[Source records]
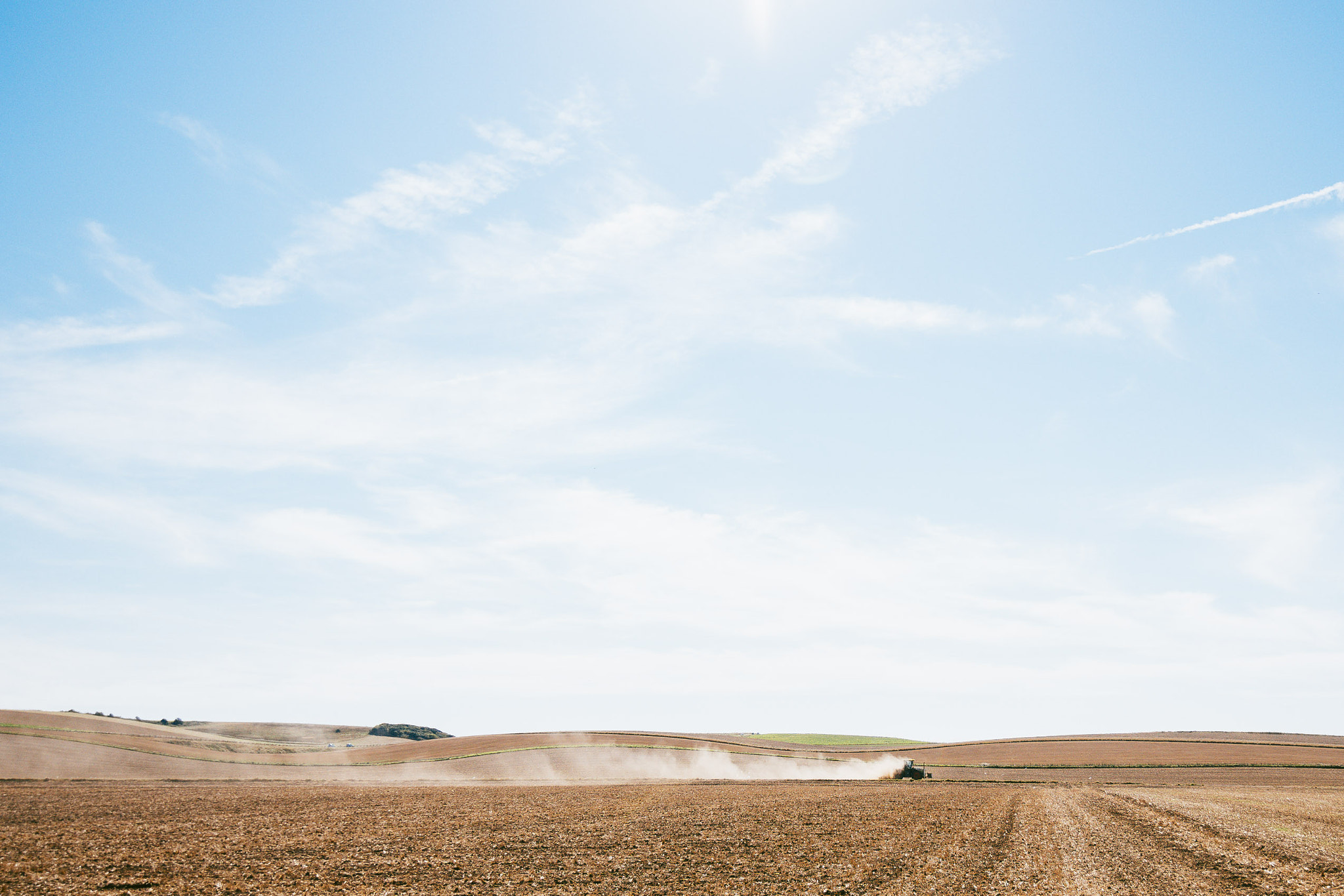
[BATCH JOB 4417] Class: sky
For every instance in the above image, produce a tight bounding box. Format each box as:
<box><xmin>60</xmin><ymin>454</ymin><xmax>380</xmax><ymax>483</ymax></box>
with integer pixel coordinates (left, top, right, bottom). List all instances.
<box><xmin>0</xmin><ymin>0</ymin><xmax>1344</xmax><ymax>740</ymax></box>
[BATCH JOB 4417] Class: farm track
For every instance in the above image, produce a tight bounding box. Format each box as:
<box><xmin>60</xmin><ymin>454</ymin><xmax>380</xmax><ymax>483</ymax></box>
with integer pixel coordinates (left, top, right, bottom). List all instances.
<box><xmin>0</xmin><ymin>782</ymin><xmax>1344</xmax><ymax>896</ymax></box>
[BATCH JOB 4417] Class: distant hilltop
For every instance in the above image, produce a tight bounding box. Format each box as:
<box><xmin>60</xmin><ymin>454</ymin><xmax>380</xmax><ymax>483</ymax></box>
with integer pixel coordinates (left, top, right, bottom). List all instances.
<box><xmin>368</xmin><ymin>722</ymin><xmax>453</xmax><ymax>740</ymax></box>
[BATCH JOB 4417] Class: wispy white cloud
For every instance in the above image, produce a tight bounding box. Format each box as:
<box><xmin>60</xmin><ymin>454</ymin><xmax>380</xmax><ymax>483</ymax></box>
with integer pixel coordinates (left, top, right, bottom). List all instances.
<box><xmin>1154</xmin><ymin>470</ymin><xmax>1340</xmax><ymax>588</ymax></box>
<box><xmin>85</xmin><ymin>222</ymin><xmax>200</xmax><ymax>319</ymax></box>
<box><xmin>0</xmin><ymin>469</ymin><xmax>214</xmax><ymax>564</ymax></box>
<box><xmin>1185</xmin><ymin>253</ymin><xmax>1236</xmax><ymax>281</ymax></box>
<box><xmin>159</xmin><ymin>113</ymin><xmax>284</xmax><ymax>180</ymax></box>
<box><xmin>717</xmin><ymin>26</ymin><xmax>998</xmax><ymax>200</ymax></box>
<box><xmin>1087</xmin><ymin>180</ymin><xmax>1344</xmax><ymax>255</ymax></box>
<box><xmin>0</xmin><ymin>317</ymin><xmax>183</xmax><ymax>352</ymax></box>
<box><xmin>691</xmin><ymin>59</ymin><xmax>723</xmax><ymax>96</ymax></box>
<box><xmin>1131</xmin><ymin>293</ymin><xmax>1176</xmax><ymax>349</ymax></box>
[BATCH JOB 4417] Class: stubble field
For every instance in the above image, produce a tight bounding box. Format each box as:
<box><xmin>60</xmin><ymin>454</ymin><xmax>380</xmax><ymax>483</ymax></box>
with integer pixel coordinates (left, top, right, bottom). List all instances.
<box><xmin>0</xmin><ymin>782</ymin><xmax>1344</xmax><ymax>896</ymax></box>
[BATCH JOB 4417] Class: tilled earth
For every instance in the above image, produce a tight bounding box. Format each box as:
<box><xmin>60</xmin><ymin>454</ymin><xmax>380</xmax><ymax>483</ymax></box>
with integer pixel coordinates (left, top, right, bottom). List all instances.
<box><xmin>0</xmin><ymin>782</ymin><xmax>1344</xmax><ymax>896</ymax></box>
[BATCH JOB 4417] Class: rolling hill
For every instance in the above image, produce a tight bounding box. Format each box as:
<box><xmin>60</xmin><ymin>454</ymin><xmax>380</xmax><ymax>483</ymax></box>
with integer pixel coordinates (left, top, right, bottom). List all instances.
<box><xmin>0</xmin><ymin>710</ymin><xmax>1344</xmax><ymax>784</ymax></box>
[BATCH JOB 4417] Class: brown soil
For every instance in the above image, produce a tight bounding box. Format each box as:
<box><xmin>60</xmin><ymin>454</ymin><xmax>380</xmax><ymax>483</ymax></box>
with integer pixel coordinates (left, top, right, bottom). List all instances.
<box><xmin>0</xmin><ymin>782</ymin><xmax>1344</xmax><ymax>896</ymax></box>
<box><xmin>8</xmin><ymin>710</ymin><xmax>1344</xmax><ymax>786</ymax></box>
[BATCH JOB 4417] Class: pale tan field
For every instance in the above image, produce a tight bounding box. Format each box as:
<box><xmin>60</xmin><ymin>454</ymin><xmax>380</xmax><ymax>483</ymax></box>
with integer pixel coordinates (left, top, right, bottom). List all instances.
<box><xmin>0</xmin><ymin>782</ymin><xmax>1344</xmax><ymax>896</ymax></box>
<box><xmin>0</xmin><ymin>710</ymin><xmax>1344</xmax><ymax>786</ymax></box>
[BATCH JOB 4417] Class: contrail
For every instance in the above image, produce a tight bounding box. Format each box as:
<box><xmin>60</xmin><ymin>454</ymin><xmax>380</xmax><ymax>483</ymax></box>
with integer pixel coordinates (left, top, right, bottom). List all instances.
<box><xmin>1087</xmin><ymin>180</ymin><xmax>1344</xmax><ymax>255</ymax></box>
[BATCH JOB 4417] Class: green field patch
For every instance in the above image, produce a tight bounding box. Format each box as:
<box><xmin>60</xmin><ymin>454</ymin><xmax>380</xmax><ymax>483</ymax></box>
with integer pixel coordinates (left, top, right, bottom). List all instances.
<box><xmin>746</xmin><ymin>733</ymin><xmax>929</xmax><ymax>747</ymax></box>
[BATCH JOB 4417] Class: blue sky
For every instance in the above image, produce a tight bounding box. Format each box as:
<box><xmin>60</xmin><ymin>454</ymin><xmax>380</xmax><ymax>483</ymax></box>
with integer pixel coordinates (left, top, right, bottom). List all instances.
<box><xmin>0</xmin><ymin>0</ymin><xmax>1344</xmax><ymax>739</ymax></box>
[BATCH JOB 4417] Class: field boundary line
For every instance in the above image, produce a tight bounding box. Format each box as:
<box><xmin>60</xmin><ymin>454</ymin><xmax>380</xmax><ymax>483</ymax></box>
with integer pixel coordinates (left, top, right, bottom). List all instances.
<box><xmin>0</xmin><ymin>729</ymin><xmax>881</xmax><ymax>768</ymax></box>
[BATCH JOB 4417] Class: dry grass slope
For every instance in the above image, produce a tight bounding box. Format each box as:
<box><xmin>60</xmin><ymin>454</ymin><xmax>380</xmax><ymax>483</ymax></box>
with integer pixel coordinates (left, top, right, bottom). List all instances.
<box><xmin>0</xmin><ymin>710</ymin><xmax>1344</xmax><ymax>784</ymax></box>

TASK DESCRIPTION: Rescale the stretch of the listing from the line containing "[BATCH JOB 4417] Class: dry grass slope" through the end of the listing, and write out every line of it again, requests included. Multiply each box coordinate in the answers by 1.45 and round it to a whole number, with halves rounded up; leave the requests and their sample box unchanged.

SOLUTION FOR THIS TASK:
[BATCH JOB 4417] Class: dry grass slope
For every instance in the above image, produce a tight bounding box. Format each box as:
<box><xmin>60</xmin><ymin>454</ymin><xmax>380</xmax><ymax>483</ymax></box>
with integer pixel coordinates (left, top, right, bottom). List all instances.
<box><xmin>0</xmin><ymin>1030</ymin><xmax>1949</xmax><ymax>1137</ymax></box>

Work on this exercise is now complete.